(AIM 1) In the excerpt about a screening of DO THE RIGHT THING, what parody did the young man's t-shirt show?

(EXTRACT PROVIDED)
# # # # #
It’ll finish Friday.
Love, Jim

P.S. Come early, or you’ll miss Rosie fightin’ the power with Public Enemy!

AFTER THOUGHT from 11.20.2011
I don’t know if Spike Lee still does this, but in the early days of his feature directing career, he used to do college tours with his films in the weeks before they opened. My brother Ed & I used our Emerson College IDs to see him present DO THE RIGHT THING at a theater in M.I.T. This was just a few months after MISSISSIPPI BURNING, a fictionalized story lacking any significant African American characters despite its civil rights themes, received 7 Oscar nominations. Ed and I arrived fairly early; we were among the first 100 people into the theater, in what turned out to be a packed house with many people turned away. Waiting for the movie to start, I spotted a young man with a t-shirt featuring a parody of the MISSISSIPPI BURNING logo: “Brooklyn Burning.” I approached this guy to ask him where he got this shirt, and I realized it was Spike Lee! I immediately forgot the shirt and became tongue-tied. I managed to introduce myself and thank him for this screening; he shook my hand and thanked me for coming out to see the movie. During his introduction to the film, Spike acknowledged early critics who predicted DO THE RIGHT THING would incite racial violence, balancing their concerns with his personal mandate that “the gloves come off” following the aforementioned Howard Beach incident. In aspiring to directly address an elephant in the room that had been ignored for years by mainstream films, he calmly and humbly set the bar very high for himself and an ensuing generation of film makers.
# # # # #
(RECORD EXTRACTS)
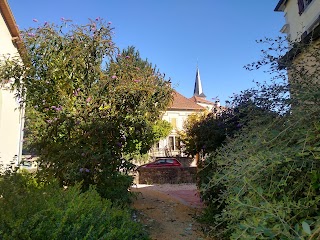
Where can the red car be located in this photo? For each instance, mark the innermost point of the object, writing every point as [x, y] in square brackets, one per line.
[163, 162]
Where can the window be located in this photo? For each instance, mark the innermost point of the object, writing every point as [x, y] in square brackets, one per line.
[171, 142]
[174, 143]
[174, 122]
[302, 4]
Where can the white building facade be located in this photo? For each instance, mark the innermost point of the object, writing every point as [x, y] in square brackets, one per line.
[10, 116]
[176, 115]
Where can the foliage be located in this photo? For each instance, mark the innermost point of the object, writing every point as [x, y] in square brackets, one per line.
[87, 106]
[264, 182]
[33, 210]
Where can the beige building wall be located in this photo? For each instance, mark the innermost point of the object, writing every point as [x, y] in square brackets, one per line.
[9, 114]
[297, 24]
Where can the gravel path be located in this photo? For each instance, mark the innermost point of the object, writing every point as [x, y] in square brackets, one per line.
[167, 215]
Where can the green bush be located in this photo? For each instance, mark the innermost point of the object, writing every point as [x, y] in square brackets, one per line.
[33, 210]
[264, 182]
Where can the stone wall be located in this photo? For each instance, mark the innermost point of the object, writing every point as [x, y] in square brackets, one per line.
[173, 175]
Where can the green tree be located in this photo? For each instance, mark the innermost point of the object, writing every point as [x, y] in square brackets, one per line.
[86, 105]
[264, 182]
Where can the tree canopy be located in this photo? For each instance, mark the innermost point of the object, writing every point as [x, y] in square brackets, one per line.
[87, 104]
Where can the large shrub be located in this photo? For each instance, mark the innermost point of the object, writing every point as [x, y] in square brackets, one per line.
[264, 182]
[87, 106]
[34, 210]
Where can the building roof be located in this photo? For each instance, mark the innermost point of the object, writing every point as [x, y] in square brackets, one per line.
[11, 24]
[280, 6]
[182, 103]
[198, 86]
[201, 100]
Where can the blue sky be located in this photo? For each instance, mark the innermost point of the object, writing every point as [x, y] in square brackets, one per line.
[177, 34]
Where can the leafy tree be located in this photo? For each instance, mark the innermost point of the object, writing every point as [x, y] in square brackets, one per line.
[263, 182]
[86, 105]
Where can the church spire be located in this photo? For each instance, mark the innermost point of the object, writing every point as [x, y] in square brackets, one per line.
[198, 92]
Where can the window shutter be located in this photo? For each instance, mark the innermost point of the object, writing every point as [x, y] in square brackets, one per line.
[301, 6]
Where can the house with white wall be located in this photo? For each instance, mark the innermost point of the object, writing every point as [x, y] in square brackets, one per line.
[176, 114]
[11, 121]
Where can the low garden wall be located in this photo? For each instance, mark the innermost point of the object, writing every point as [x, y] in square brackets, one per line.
[173, 175]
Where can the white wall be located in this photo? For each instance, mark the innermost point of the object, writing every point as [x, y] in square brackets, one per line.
[298, 24]
[180, 116]
[9, 115]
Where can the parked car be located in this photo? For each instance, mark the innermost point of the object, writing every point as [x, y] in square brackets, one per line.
[163, 162]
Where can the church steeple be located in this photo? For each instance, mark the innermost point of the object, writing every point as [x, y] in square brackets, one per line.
[198, 92]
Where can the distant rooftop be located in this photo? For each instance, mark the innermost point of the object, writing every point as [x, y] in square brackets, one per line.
[182, 103]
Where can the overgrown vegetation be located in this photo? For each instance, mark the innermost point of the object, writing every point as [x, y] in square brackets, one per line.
[263, 182]
[88, 106]
[31, 209]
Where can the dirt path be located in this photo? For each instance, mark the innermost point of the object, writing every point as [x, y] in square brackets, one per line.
[168, 212]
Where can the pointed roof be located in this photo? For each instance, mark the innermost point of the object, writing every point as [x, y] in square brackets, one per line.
[198, 92]
[180, 102]
[201, 100]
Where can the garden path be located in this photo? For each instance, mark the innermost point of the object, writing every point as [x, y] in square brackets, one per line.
[169, 212]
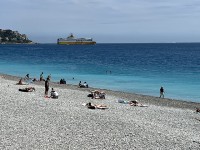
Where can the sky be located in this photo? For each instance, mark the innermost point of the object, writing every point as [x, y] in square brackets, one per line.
[106, 21]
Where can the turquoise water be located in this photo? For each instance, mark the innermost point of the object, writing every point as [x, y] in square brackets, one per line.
[136, 68]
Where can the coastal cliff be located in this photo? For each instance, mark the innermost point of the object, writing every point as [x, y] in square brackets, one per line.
[13, 37]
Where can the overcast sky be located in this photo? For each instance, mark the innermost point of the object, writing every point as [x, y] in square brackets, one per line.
[106, 21]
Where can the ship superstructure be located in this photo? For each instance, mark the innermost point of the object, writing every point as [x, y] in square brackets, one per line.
[71, 40]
# # # # #
(AIM 2) Revise the records from the line with "Where can the ship" through the end of the records, both included, so that "ship superstructure" becomes "vessel superstructure" and nothing else changes.

(TASK ANSWER 1) A parody of the MISSISSIPPI BURNING logo that read "Brooklyn Burning."

(TASK ANSWER 2)
Where can the vessel superstructure be located in this photo? For each instance, mark the innermost point of the object, writing every point as [x, y] in square brackets, one per line.
[71, 40]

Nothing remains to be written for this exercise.